Point localization data:
------------------------------------
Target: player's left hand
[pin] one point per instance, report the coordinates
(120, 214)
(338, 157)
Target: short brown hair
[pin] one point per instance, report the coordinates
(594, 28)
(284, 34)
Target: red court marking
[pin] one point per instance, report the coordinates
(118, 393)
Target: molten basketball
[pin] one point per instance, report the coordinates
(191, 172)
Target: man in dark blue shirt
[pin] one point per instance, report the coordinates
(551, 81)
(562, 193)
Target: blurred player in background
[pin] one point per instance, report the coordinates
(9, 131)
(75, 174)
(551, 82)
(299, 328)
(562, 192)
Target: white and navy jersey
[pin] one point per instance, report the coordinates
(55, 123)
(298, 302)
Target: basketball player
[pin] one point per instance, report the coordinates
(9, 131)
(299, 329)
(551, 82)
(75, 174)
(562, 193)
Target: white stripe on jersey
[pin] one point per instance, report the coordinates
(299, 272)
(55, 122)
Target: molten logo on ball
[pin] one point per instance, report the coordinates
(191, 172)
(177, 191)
------------------------------------
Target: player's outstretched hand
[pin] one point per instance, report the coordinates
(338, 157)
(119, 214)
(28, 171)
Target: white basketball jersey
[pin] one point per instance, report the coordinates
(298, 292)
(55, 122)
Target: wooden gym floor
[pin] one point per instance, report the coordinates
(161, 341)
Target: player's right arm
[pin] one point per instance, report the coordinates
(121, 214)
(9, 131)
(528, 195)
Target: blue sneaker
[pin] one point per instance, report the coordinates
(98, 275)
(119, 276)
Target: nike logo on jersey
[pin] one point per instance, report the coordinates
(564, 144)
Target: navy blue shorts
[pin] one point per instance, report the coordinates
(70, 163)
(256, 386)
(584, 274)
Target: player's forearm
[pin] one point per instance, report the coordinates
------------------------------------
• **What you will do**: Return all lines from the data above with "logo" in them.

• **Task result**:
Target: molten logo on ball
Target: nike logo on jersey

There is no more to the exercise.